## start

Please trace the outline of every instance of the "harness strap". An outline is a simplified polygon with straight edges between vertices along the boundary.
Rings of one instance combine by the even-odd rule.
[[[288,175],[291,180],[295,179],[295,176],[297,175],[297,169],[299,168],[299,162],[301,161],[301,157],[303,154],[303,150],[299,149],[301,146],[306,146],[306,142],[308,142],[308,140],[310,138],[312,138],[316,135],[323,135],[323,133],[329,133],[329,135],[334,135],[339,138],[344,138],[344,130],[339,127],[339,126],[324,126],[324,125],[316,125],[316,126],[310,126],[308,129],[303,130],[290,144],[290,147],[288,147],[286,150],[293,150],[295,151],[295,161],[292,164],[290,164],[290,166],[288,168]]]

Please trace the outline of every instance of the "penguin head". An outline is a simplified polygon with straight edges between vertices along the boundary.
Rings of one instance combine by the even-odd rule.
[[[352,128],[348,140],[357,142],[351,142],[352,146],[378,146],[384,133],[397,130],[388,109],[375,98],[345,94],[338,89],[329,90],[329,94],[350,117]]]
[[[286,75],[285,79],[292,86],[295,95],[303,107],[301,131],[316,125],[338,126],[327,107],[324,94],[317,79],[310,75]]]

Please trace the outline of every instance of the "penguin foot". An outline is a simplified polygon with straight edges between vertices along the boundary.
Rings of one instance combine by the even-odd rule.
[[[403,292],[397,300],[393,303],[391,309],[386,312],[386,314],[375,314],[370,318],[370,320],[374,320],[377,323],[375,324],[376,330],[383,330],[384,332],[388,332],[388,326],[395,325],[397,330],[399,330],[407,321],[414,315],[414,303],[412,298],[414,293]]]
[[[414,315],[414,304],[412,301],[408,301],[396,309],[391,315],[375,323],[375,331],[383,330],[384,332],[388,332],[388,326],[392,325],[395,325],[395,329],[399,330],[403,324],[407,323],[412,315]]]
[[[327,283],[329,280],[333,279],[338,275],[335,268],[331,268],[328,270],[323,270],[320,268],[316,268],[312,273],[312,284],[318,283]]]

## end
## start

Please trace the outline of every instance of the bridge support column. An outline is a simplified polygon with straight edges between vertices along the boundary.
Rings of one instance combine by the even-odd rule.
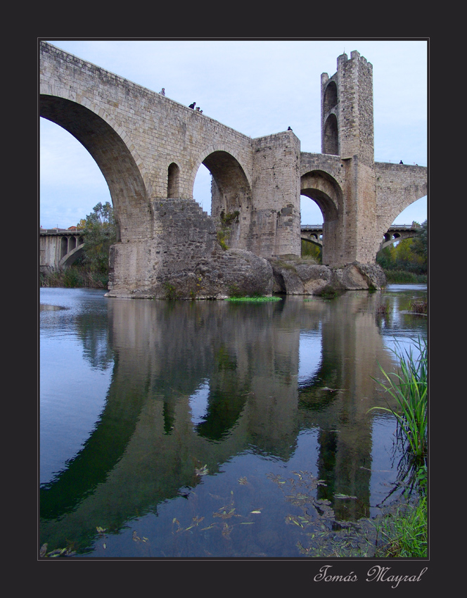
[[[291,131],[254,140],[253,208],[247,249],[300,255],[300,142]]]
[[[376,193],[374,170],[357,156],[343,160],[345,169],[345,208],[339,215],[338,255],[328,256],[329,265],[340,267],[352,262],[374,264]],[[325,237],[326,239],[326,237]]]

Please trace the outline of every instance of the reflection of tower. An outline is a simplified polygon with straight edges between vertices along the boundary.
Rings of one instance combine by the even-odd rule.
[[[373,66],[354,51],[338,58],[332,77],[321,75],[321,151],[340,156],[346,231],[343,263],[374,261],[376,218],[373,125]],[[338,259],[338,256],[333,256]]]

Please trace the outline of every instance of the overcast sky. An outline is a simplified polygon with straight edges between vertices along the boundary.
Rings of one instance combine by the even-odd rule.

## end

- **TASK TO COMPLETE**
From the entries above, extract every line that contains the string "outline" and reproduce each one unchanged.

- **RESPONSE BELOW**
Please trace the outline of every instance of the "harness strap". An outline is a simplified polygon with straight edges between vertices along the boundary.
Please trace the outline of every instance of the "penguin head". An outline is a simplified polygon with straight edges between vertices along the boundary.
Please trace the outline of every instance of the "penguin foot". An outline is a simplified polygon with straight edges between vertices along the boundary.
Please trace the outline of every instance of the bridge support column. An outline is a simplified polygon with straight edges between vertices along the boundary.
Please trace the outline of every instance of the reflection of tower. An outline is a simplified polygon with straight edges between vertices along the boundary.
Please trace the outline of every instance of the overcast sky. An outline is a simplified polygon with straight edges between vertices along the boundary.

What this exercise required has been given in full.